Short problem 1: Translate this sentence from the passage on Taft's snowy inauguration into Spanish: "On Inauguration Day, 1909, Washington, D.C. was blanketed in ten inches of snow."
── Text block
After the streets were cleared, President William Howard Taft and his wife, Helen, rode through Washington in an open carriage after he was inaugurated. (1909 via Universal History Archive/Getty Images)

At what point then is the approach of danger to be expected? I answer, if it ever reach us, it must spring up amongst us. It cannot come from abroad. If destruction be our lot, we must ourselves be its author and finisher. As a nation of freemen, we must live through all time, or die by suicide.

— Abraham Lincoln, January 27, 1838, Lyceum Address

On Inauguration Day, 1909, Washington, D.C. was blanketed in ten inches of snow. Wind whipped through the city, felling trees and telephone poles. Temperatures rose and fell throughout the day. Whether it was snow, melt, slush, or ice, movement was all but impossible; cars were buried, trains delayed, streets pathless. 6,000 men and 500 wagons cleared the way for the traditional parade, but waving from an open carriage is quite different than taking an oath of office. William Howard Taft remains the only president to be inaugurated in the Senate Chamber: "I do solemnly swear (or affirm) that I will faithfully execute the Office of President of the United States, and will to the best of my ability, preserve, protect and defend the Constitution of the United States."
────
Short problem 2: Please reproduce the records from the line with "Q: Point out every instance of the light" up to and including the line with "x=1126 y=70", leaving the pictures out.
── Rows
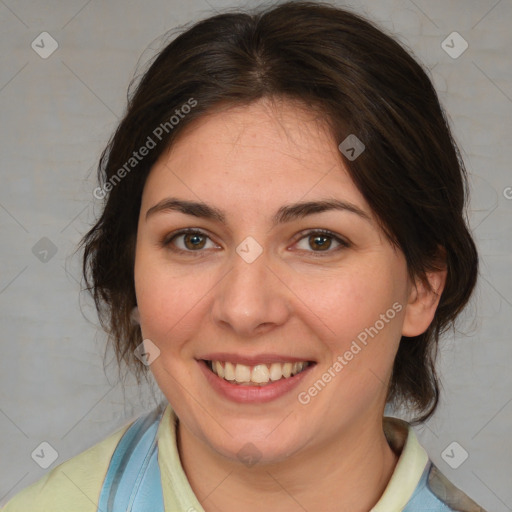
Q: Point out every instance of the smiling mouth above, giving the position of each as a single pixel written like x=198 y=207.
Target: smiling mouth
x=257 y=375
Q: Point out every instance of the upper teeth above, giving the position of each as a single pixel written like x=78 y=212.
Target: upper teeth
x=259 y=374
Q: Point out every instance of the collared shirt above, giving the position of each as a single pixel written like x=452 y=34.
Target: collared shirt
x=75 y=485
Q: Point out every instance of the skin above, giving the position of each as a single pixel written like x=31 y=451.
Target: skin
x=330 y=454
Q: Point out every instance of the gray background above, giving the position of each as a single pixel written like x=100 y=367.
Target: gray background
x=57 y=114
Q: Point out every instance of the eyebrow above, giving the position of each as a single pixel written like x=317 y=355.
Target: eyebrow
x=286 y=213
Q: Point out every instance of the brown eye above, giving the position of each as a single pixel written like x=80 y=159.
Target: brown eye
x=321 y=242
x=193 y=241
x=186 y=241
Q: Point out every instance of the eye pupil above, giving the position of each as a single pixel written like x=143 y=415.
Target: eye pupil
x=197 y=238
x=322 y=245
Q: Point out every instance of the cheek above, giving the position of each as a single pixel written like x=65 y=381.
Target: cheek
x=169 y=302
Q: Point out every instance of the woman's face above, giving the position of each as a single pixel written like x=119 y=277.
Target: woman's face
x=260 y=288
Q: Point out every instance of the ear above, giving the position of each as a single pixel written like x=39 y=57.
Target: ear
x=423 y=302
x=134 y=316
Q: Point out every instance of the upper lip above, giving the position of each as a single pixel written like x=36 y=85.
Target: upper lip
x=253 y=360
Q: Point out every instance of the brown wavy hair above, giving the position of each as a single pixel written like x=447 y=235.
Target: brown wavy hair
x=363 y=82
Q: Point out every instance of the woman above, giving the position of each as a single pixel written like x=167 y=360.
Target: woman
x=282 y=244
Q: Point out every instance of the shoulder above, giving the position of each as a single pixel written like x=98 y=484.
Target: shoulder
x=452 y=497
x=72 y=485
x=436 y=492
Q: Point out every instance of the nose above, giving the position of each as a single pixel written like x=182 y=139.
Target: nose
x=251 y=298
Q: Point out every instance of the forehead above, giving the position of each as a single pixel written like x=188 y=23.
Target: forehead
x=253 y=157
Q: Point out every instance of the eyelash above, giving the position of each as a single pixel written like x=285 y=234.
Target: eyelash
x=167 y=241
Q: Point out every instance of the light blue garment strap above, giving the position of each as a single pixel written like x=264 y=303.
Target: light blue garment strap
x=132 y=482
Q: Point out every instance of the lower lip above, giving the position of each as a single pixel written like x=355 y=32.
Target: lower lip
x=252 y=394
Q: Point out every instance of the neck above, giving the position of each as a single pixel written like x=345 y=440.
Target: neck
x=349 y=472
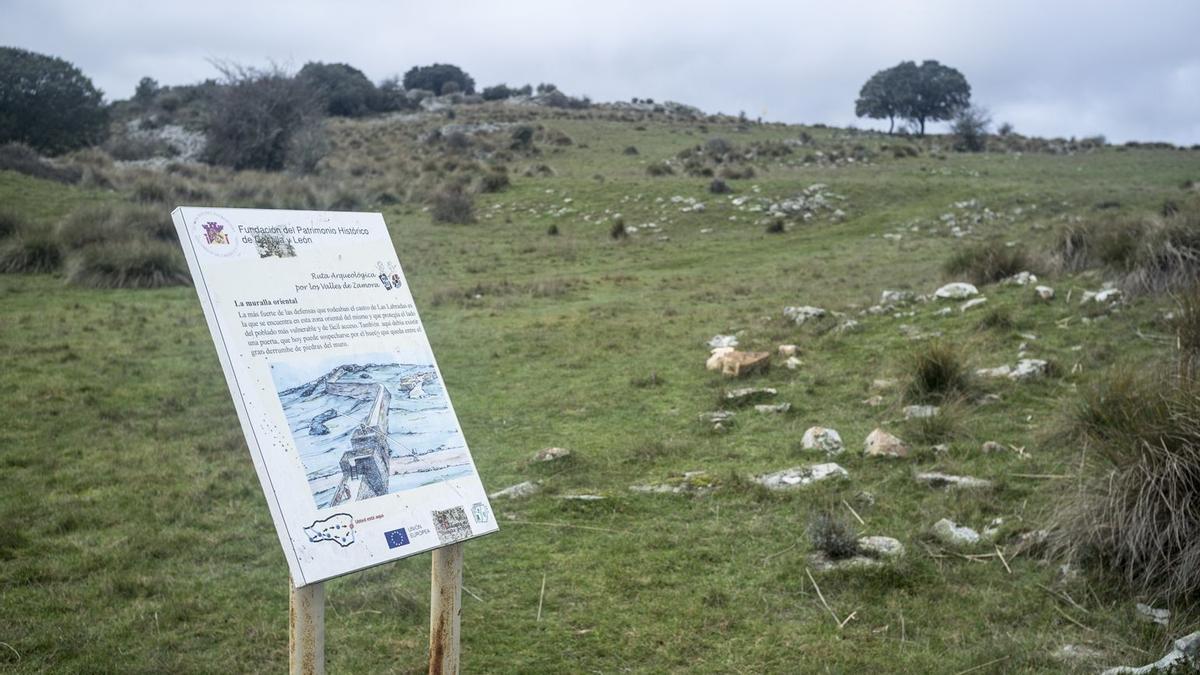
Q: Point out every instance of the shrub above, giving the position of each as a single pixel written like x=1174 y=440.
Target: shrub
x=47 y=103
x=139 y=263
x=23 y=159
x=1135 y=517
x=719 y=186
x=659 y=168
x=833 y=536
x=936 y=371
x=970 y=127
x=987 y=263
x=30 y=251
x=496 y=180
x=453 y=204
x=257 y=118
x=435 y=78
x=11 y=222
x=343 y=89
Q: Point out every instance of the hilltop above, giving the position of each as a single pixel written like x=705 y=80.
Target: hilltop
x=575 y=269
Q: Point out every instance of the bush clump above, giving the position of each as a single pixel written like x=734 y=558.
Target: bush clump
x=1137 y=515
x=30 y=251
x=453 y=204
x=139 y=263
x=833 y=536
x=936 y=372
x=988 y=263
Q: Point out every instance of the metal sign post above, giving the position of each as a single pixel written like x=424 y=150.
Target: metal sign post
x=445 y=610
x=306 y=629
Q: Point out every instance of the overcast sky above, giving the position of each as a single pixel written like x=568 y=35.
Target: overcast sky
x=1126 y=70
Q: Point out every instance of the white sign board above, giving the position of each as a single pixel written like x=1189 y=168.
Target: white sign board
────
Exercise output 1: El día de la investidura de 1909, Washington D. C. quedó cubierta por diez pulgadas de nieve.

Exercise output 2:
Q: Point out every instance of the light blue garment strap above, giving the position of each as a single pixel written like x=264 y=303.
Target: light blue garment strap
x=132 y=482
Q: Point out every instance of the lower lip above, giving the position of each as a single pixel written like x=355 y=32.
Target: lower lip
x=252 y=394
Q: Point out every instance of the neck above, giving the position of each as a single pixel written like x=345 y=440.
Target: neck
x=349 y=472
Q: Point out every instance of the shrub above, giving the position of each as a single pixel written like x=1174 y=440.
Target: shrub
x=47 y=103
x=139 y=263
x=23 y=159
x=1135 y=517
x=719 y=186
x=659 y=168
x=833 y=536
x=936 y=371
x=970 y=127
x=987 y=263
x=30 y=251
x=496 y=180
x=453 y=204
x=257 y=118
x=435 y=78
x=11 y=222
x=343 y=89
Q: Point out every instance of the hilltop above, giving the position of each as a single pixel written like x=705 y=80.
Target: hilltop
x=575 y=269
Q: Point out every instance of the bush clump above, giving the position of each as a single pixel written like x=734 y=558.
Target: bush clump
x=1137 y=515
x=30 y=251
x=453 y=204
x=139 y=263
x=833 y=536
x=936 y=372
x=988 y=263
Q: Point out every instance of the metal sign post above, giving the position of each as a single pixel written like x=424 y=150.
Target: metal sign post
x=445 y=610
x=306 y=629
Q: Point out every instance of the overcast sky above, giving the position of each as a single pixel written like x=568 y=35.
Target: overcast sky
x=1126 y=70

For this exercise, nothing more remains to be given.